**Given text**.
________________________________________

Neuropharmacology Intro

Question 1

Cholinergic transmission is important for

Answer 1

cognitive function, sensitization to incoming stimuli, movement control

Question 2

Describe the difference between nACh receptors and mACh receptors.

Answer 2

nAch receptors are ligand gated cation channels whereas mACh receptors are GPCRs

Question 3

Where are cholinergic neurons?

Answer 3

concentrated in the basal forebrain and pons, but numerous cholinergic interneurons are found int he cortex and basal ganglia

Question 4

Dopamine transmission is important for

Answer 4

natural rewards and motor function

Question 5

Problems in dopamine transmission is implicated in diseases or disorders such as

Answer 5

schizophrenia, parkinsons disease, addiction, depression and ADHD

Question 6

Two varieties of GPCR dopamine receptors

Answer 6

D1-type (D1 and D5) and D2-type (including D2, D3, and D4)

Question 7

Where are dopamine neurons?

Answer 7

situated in the midbrain, either the ventral tegmental area or the substantia nigra pars compacta

Question 8

Norepinephrine activates

Answer 8

adrenergic receptors (GPCRs), ainly alph1 and/or alpha2 in the CNS

Question 9

NE is involved in

Answer 9

memory, pain transmission, and salience

Question 10

NE transmission is altered in

Answer 10

depression and addiction

Question 11

NE neurons are located in

Answer 11

the pons, specifically the locus coeruleus

Question 12

Serotonin activates

Answer 12

either 5-HT3 ligand gated cation channels, or GPCR-type 5-HT receptors

Question 13

Serotonin is important in

Answer 13

reward, learning, and mood/affect, and is thought to play a major role in depression and possibly schizophrenia

Question 14

Where are serotonin neurons located?

Answer 14

in the midbrain/pons, specificially inthe raphe

Question 15

GABA is produced from

Answer 15

glutamate

Question 16

Major inhibitory neurotransmitter in the CNS

Answer 16

GABA

Question 17

GABA activates

Answer 17

GABAA type ligand gated Cl- channels, and GABAB and GABAC receptors which are GPCRs

Question 18

Where is GABA produced?

Answer 18

produced throughout the brain by numerous cell types, and is altered in many disorders, including epilepsy, muscle spasticity, and addictions such as alcoholism

Question 19

Main excitatory neurotransmitter in the brain

Answer 19

Glutamate

Question 20

What does glutamate bind to?

Answer 20

Ion channels (AMPA, NMDA) and GPCRs (mGluRs)

Question 21

Glutamate may be a useful pharmacologic target in which diseases?

________________________________________

**Data for analysis**.
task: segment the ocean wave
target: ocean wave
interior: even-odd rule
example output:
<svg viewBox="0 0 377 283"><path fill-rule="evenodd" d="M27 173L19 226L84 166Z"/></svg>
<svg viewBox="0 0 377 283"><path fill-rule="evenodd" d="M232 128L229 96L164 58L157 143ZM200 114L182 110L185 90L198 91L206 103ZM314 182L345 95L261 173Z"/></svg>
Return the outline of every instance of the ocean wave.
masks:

________________________________________

**Instructions**.
1. Answer these from the neuropharmacology intro:
(a) In which two midbrain areas are dopamine neurons situated?
(b) In which specific part of the pons are NE neurons located?
(c) From what is GABA produced?
2. Please extend the neuropharmacology intro from where it stops, keeping its question-and-answer layout.
The records have nothing to do with the neuropharmacology intro.

**Results of the tasks**.
1.
(a) The ventral tegmental area or the substantia nigra pars compacta.
(b) The locus coeruleus.
(c) Glutamate.

2.
Answer 21

epilepsy and schizophrenia

Question 22

Two categories of ligand-gated

Answer 22

ion channels and G protein coupled receptors

Question 23

HCN channels are

Answer 23

cyclic nucleotide-gated channels

Question 24

Ligand that modifies HCN channels

Answer 24

cAMP or cGMP

Question 25

Describes what happens when a GIRK channel is activated

Answer 25

activating a GPCR coupled to a GIRK channel results in enhanced outward K+ currents, which serve to hyperpolarize the membrane potential and keep the cell "clamped" near the equilibrium potential for K+, which is around -90mV

Question 26

Where are NT transporters usually located?

Answer 26

usually located presynaptically where they remove NT molecules from the synaptic cleft and return them back inside the presynaptic terminal

Question 27

Which ion do most neurotransmitter transporters use?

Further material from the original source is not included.